## Instructions for the task
Set down the final stretch of the data, from the line that holds "Could you tag the dark ground" through the last line, both included, with pictures left out.

[Object point labels]
:::::

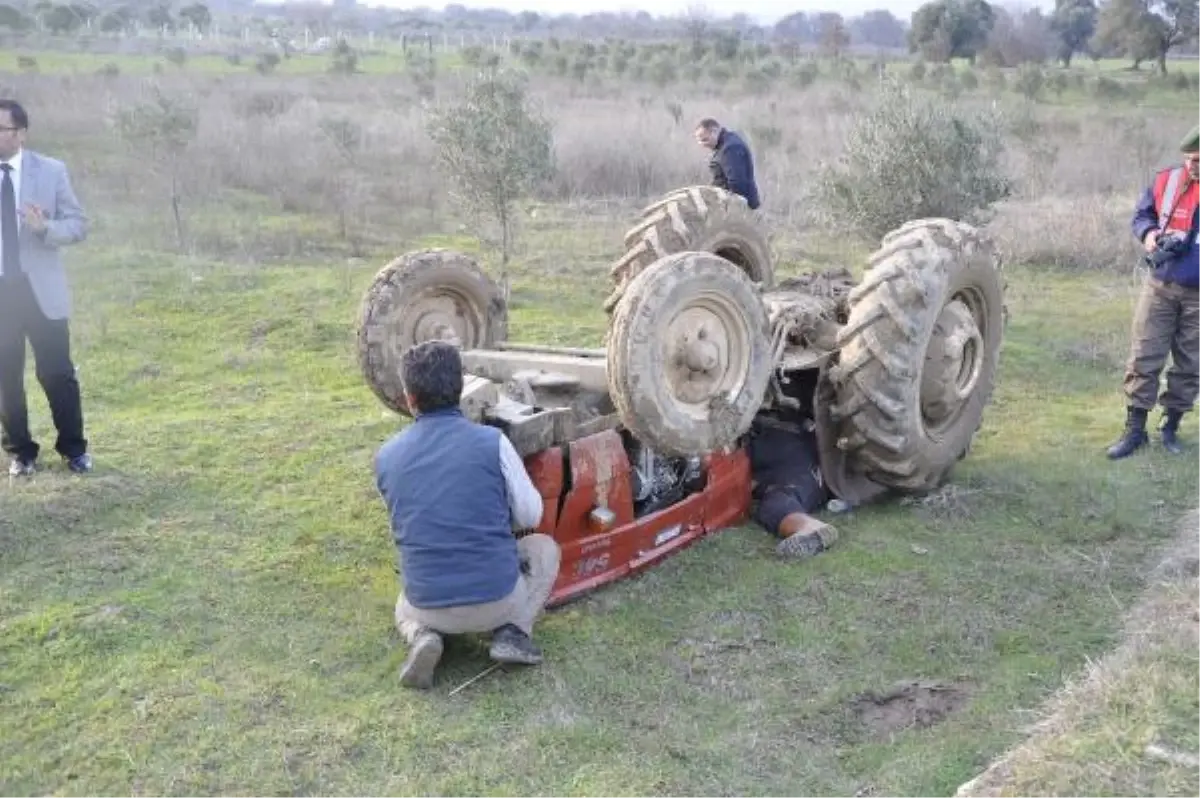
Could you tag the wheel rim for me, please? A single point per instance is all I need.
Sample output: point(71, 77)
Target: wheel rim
point(441, 315)
point(954, 363)
point(706, 353)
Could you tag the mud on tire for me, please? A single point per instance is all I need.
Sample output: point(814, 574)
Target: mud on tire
point(918, 354)
point(420, 297)
point(689, 354)
point(697, 219)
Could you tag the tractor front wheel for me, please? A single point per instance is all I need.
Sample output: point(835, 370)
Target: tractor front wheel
point(689, 354)
point(431, 294)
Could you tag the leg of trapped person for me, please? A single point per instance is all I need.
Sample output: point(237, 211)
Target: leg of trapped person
point(513, 642)
point(784, 513)
point(1152, 330)
point(1183, 376)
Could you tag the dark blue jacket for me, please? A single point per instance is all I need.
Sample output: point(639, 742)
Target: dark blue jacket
point(445, 492)
point(1185, 269)
point(733, 168)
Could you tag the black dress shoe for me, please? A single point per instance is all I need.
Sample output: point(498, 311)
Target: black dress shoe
point(81, 463)
point(510, 645)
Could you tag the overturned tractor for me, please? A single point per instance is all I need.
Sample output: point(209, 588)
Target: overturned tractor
point(635, 447)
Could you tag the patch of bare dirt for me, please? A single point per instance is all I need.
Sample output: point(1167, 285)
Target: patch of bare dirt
point(907, 705)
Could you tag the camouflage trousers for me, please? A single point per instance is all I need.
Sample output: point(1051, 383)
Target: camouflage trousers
point(1167, 322)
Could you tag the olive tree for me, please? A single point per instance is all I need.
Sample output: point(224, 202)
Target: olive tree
point(495, 147)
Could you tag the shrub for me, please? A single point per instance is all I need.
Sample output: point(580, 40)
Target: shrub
point(910, 157)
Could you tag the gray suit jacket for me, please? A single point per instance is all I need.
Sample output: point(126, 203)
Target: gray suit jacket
point(45, 183)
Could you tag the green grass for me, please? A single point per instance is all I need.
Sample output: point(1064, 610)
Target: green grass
point(211, 610)
point(379, 61)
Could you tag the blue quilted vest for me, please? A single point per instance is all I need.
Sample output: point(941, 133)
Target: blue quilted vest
point(442, 481)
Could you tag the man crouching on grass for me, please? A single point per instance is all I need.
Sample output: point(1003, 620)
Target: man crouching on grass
point(455, 491)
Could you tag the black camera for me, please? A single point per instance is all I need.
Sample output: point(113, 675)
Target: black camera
point(1168, 247)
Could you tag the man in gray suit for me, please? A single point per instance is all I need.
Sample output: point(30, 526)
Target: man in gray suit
point(39, 214)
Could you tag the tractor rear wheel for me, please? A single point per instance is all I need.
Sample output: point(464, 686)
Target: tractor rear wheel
point(431, 294)
point(689, 354)
point(699, 219)
point(918, 354)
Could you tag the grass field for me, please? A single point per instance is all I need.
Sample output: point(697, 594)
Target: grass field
point(210, 612)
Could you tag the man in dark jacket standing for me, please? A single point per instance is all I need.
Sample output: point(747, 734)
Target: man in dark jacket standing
point(1167, 321)
point(731, 163)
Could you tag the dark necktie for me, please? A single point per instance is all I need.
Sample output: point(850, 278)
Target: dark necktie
point(10, 264)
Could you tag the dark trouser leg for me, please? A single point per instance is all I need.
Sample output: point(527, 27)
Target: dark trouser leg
point(15, 436)
point(1183, 377)
point(51, 341)
point(775, 505)
point(1152, 333)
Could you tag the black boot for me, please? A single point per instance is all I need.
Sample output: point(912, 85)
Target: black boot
point(1134, 437)
point(510, 645)
point(1170, 429)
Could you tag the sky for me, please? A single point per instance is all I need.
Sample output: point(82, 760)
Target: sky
point(763, 11)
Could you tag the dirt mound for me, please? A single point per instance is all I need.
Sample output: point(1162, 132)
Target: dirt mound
point(909, 705)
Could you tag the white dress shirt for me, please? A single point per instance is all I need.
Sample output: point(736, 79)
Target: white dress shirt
point(15, 174)
point(525, 502)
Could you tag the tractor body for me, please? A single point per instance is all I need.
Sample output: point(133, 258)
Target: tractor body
point(637, 448)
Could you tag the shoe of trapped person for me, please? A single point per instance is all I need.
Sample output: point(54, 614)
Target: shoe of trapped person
point(424, 655)
point(804, 537)
point(1170, 431)
point(81, 463)
point(1134, 437)
point(513, 646)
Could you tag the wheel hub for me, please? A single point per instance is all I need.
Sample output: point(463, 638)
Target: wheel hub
point(707, 354)
point(441, 316)
point(953, 364)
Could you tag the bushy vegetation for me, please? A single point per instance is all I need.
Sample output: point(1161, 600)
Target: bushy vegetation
point(911, 156)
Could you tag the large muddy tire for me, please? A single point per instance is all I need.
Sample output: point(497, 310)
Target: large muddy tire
point(918, 355)
point(699, 219)
point(689, 354)
point(432, 294)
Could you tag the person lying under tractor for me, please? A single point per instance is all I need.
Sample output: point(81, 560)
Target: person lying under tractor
point(455, 491)
point(787, 486)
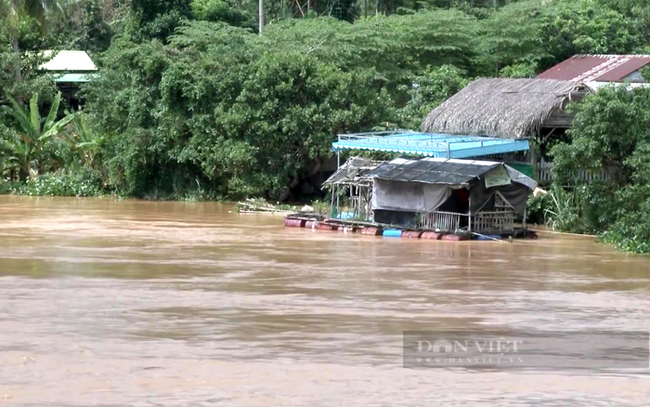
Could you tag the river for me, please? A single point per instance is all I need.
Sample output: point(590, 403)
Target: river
point(109, 302)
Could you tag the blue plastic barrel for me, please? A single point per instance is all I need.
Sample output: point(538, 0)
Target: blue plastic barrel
point(490, 237)
point(392, 233)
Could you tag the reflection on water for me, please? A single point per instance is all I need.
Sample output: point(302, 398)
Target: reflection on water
point(114, 303)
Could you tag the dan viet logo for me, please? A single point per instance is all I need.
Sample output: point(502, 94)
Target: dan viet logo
point(459, 352)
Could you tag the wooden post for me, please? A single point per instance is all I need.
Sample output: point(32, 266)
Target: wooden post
point(524, 224)
point(261, 14)
point(469, 212)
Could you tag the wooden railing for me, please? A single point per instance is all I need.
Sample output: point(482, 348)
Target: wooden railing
point(483, 222)
point(444, 221)
point(493, 222)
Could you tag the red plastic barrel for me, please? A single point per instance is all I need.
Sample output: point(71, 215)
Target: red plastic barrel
point(294, 223)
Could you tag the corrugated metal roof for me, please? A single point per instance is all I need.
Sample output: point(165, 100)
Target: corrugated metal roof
point(429, 144)
point(70, 61)
point(602, 68)
point(596, 86)
point(433, 170)
point(355, 170)
point(444, 171)
point(74, 78)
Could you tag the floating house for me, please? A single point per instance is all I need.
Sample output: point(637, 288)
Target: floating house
point(445, 195)
point(450, 195)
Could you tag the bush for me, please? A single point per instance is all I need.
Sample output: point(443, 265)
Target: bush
point(83, 183)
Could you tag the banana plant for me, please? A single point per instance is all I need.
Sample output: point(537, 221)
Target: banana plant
point(85, 140)
point(34, 130)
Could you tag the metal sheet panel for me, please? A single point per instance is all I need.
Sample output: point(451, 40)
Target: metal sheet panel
point(607, 68)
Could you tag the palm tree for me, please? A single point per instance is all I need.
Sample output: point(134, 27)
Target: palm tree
point(34, 131)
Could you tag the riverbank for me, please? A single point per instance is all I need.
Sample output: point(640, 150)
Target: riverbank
point(191, 303)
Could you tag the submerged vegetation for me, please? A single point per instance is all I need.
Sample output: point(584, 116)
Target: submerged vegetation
point(192, 103)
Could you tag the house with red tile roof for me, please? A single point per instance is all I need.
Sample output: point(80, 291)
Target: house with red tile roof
point(599, 68)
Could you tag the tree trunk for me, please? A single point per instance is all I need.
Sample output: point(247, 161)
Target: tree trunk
point(16, 48)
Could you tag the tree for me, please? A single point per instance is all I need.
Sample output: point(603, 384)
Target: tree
point(35, 131)
point(610, 132)
point(157, 18)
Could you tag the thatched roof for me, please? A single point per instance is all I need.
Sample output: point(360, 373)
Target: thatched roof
point(506, 108)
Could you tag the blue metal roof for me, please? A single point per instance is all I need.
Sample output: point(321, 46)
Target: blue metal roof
point(429, 144)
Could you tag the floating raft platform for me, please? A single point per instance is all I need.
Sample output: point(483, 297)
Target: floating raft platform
point(319, 222)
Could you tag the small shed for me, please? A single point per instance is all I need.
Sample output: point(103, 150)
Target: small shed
point(69, 69)
point(450, 195)
point(352, 177)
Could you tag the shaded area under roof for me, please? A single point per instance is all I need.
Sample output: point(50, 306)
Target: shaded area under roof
point(74, 78)
point(429, 144)
point(601, 68)
point(71, 61)
point(503, 108)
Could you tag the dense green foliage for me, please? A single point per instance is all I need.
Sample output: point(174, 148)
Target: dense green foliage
point(193, 102)
point(611, 132)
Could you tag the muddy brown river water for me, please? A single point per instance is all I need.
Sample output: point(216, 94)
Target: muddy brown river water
point(129, 303)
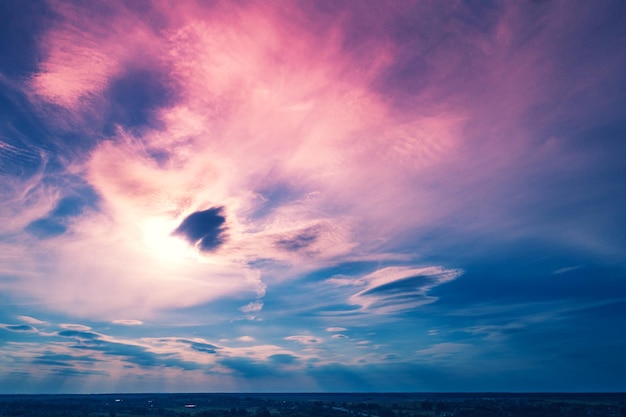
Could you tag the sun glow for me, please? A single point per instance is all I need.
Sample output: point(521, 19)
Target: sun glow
point(158, 238)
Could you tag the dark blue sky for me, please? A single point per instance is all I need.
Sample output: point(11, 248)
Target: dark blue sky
point(326, 196)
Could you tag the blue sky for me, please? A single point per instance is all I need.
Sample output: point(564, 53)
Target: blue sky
point(312, 196)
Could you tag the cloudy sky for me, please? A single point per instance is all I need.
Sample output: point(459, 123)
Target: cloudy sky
point(312, 196)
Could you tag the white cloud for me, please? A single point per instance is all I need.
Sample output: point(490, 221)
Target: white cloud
point(336, 329)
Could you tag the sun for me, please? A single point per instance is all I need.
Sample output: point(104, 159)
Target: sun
point(158, 239)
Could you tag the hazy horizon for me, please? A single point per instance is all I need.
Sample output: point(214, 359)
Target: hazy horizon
point(312, 196)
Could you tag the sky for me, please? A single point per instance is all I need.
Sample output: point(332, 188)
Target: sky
point(312, 196)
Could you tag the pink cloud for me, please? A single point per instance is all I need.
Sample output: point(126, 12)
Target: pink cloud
point(270, 97)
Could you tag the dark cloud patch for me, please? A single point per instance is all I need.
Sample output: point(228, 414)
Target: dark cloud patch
point(248, 368)
point(79, 334)
point(283, 359)
point(203, 347)
point(300, 241)
point(19, 328)
point(204, 229)
point(62, 359)
point(73, 372)
point(135, 354)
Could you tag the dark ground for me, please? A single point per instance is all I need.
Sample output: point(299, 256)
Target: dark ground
point(318, 405)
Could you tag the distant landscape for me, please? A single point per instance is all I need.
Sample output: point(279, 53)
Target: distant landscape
point(319, 405)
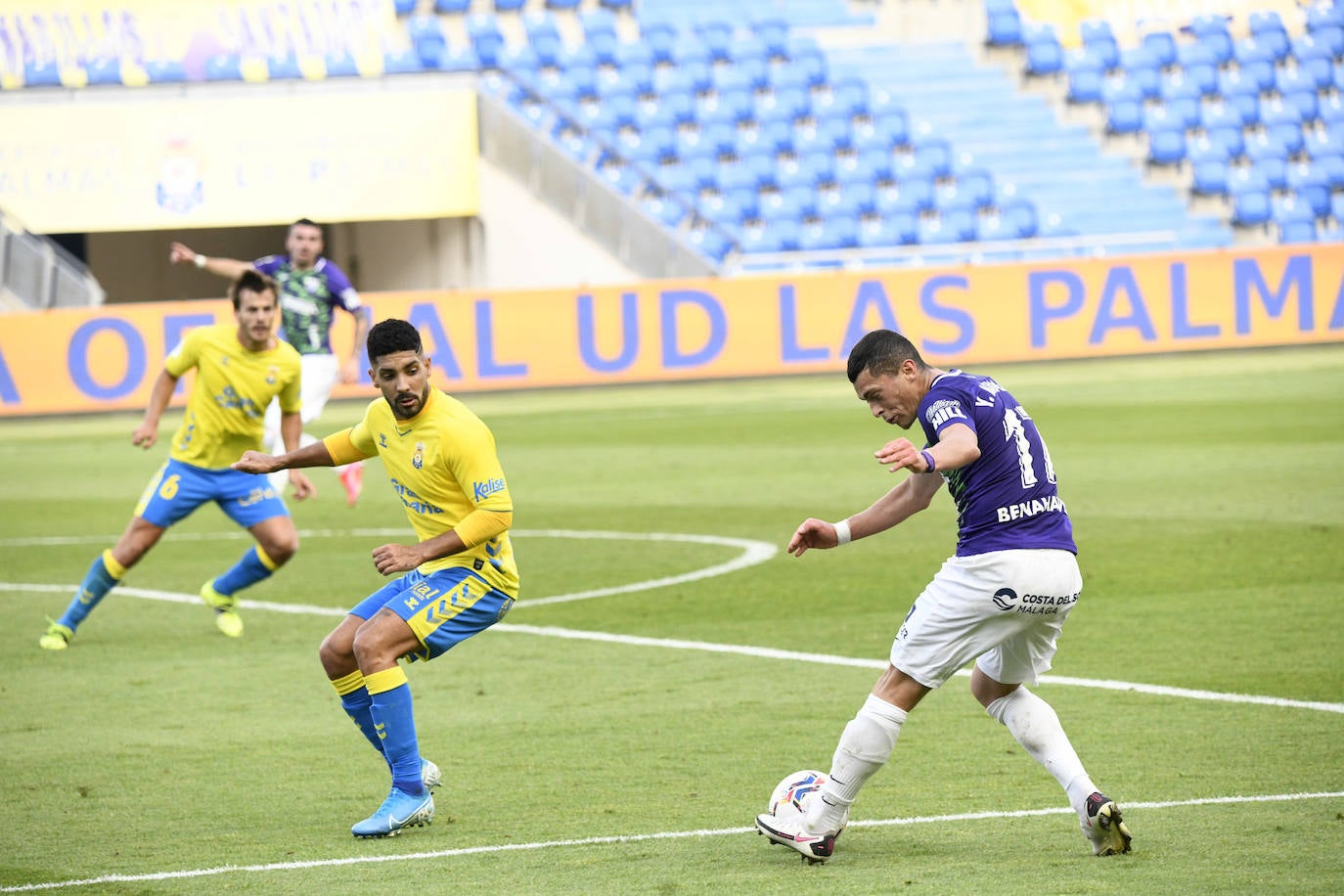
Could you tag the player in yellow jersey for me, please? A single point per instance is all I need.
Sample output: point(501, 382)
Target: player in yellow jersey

:::::

## Full response
Could you tag the dark ground for me, please? A single point per instance is all I need.
Sample output: point(299, 256)
Target: dark ground
point(318, 405)
Could you tag the distant landscape for me, please? A single point per instance is all I need.
Sample output: point(279, 53)
Target: distant landscape
point(319, 405)
Could you tag the player in yellow jersey for me, please? A single point per instance is all I need.
Sample output: point(501, 382)
Target: player in yellow jersey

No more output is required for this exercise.